* Supplied information:
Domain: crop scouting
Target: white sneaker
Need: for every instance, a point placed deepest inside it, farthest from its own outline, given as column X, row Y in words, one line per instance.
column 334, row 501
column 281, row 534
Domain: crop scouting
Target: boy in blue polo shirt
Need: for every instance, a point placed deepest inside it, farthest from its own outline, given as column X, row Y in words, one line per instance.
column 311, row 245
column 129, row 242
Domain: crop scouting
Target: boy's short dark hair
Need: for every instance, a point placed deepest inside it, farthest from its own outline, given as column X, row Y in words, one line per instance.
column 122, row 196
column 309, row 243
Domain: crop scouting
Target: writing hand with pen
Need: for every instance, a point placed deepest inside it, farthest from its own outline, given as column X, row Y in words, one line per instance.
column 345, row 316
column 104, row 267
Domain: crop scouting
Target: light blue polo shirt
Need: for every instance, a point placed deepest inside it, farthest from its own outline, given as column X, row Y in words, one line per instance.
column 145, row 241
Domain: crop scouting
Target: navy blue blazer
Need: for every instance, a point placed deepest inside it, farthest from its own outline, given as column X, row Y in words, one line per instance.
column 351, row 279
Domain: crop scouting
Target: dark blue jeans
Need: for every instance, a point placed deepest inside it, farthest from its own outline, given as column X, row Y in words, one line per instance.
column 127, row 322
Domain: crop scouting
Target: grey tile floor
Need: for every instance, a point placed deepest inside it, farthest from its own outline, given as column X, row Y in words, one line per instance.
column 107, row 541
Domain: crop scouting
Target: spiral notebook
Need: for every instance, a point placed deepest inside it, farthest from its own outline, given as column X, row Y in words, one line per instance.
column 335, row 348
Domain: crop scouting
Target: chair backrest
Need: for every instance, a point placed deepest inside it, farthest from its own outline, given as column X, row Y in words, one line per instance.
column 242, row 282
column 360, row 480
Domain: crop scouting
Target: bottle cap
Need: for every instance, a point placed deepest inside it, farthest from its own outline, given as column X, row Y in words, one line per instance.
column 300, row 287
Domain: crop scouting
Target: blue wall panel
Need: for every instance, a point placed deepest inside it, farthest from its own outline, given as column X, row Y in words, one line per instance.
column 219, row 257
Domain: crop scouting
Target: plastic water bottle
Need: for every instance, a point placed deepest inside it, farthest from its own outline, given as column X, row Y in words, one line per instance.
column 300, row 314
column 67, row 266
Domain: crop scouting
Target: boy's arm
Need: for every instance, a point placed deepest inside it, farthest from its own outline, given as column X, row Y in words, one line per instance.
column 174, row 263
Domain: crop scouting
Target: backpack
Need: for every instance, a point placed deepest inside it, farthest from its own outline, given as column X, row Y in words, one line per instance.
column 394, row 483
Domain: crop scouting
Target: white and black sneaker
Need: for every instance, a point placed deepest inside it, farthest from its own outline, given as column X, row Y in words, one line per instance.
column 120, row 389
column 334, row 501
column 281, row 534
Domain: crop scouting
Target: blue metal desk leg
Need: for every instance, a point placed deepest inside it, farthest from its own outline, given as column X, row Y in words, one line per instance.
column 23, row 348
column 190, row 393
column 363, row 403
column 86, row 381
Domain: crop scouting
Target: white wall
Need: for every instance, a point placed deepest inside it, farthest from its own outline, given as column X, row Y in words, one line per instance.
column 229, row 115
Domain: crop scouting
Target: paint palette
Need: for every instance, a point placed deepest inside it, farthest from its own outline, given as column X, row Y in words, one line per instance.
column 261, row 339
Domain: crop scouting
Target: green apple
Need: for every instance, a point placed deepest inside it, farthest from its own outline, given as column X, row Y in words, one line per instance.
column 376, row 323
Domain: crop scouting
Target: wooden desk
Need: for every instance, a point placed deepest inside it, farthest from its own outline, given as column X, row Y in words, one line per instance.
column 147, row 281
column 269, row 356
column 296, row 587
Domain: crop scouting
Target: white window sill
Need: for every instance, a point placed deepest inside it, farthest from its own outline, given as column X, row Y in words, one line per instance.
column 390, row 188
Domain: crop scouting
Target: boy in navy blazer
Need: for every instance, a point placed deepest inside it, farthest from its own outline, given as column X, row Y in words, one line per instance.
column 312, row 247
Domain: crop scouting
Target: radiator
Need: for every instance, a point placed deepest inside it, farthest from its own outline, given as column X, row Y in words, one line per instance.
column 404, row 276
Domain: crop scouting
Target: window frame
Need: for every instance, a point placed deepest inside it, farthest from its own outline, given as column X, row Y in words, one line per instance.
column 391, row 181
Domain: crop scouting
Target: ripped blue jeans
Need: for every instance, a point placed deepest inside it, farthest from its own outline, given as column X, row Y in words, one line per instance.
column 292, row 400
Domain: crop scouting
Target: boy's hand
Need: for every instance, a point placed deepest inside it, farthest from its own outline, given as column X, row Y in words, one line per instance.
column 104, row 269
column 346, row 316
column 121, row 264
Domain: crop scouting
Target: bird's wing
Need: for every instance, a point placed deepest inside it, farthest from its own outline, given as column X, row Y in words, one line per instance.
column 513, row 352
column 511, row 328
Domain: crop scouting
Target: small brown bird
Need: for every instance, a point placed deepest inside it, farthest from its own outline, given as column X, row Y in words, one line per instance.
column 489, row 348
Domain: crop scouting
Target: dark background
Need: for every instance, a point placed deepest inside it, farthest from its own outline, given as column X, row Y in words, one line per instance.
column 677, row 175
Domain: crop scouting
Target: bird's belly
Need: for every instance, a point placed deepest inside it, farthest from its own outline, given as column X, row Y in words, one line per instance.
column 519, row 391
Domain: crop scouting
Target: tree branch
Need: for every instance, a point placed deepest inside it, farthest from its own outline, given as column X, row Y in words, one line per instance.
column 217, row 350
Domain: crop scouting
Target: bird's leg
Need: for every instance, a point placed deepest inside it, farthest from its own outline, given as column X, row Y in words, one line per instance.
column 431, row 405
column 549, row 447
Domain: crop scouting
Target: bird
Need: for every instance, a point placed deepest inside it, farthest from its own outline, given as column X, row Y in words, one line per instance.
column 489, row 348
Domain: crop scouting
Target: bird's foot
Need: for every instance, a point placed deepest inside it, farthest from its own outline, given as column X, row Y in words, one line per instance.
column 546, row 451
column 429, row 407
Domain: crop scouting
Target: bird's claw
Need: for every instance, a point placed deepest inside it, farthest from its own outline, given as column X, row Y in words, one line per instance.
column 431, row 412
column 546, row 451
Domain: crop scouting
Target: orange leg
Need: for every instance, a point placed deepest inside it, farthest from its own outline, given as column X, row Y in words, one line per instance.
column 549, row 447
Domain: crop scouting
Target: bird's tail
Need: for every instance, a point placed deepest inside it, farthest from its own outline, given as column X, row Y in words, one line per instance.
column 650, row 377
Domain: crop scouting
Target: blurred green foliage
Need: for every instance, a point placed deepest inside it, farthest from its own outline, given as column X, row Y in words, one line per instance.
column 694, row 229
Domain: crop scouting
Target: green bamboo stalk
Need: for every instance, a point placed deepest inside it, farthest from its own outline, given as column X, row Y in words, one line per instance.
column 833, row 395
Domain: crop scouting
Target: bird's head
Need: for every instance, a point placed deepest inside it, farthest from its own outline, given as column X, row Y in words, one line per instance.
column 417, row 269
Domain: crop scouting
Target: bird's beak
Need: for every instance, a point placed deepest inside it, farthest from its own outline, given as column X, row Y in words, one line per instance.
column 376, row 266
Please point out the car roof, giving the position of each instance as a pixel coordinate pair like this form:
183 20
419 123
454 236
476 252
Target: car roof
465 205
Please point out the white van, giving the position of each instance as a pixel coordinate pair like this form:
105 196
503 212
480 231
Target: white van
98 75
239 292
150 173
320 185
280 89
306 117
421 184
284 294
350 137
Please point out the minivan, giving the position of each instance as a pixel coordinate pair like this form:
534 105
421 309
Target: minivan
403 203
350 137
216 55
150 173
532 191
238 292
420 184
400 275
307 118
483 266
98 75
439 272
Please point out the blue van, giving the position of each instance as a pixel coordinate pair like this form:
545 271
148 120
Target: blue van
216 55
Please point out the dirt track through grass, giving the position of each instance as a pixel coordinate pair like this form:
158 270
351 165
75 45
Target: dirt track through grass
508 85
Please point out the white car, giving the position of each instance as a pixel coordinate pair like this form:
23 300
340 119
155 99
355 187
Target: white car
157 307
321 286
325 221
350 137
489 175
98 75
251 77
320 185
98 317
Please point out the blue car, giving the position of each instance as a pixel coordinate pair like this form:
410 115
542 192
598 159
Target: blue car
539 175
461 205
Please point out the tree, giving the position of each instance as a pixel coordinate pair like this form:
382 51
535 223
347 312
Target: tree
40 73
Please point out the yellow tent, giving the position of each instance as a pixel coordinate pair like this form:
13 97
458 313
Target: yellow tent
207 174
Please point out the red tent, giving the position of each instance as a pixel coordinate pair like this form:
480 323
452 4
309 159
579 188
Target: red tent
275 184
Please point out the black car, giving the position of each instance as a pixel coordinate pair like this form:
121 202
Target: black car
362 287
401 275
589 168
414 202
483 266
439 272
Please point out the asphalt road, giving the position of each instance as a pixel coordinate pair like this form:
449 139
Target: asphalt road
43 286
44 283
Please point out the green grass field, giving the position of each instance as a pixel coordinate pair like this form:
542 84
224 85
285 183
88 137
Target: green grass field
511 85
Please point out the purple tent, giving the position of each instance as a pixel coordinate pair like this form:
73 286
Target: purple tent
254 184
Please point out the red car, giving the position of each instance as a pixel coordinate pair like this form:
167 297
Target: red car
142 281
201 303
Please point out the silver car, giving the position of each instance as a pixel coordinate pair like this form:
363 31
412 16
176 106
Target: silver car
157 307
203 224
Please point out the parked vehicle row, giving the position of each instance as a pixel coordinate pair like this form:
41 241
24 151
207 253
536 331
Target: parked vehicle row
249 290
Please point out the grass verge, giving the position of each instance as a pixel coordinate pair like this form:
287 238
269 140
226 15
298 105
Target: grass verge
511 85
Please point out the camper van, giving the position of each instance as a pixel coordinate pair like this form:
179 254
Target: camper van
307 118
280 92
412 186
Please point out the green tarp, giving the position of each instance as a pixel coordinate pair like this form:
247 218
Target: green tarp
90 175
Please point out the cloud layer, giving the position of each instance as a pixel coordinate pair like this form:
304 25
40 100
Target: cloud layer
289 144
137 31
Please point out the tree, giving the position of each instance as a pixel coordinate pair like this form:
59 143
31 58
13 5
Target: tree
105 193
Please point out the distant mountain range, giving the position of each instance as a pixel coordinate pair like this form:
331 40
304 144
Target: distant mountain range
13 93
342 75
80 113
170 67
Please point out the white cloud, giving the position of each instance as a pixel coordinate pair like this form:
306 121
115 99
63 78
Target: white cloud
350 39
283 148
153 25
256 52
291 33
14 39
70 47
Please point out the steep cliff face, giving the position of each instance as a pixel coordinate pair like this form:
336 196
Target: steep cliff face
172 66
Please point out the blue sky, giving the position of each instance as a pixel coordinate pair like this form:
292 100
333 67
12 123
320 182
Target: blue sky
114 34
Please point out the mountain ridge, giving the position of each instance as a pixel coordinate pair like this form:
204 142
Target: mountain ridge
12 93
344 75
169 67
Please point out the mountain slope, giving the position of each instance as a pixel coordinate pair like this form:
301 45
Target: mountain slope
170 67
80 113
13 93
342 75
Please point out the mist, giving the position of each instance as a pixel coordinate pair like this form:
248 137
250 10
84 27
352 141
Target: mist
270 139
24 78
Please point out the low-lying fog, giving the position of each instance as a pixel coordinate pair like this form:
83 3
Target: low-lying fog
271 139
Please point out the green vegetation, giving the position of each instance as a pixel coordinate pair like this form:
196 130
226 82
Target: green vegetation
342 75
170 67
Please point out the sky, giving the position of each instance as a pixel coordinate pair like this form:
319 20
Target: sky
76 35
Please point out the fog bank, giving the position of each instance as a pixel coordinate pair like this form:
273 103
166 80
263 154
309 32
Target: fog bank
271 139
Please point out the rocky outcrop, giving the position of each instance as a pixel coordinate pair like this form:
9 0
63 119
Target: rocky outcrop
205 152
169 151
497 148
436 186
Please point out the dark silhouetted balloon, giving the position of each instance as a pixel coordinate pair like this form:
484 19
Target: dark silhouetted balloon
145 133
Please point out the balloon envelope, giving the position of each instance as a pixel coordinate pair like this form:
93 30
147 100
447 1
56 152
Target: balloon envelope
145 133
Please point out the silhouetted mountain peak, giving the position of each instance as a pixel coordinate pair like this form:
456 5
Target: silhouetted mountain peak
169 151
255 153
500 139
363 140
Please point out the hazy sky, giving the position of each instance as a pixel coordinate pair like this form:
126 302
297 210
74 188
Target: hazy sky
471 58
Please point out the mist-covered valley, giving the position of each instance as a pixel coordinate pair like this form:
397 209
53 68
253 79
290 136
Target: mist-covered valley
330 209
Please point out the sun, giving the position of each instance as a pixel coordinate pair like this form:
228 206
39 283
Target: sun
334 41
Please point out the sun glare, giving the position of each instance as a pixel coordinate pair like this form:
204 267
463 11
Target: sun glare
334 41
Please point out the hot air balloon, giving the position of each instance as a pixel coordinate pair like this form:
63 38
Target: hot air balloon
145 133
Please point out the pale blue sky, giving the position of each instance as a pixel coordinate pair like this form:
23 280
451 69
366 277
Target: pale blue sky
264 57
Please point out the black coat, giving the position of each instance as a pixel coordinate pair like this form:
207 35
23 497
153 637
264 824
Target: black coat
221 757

* Work to be completed: If a line above contains the string "bottle", count it, then give the total and nothing else.

* Exercise response: 2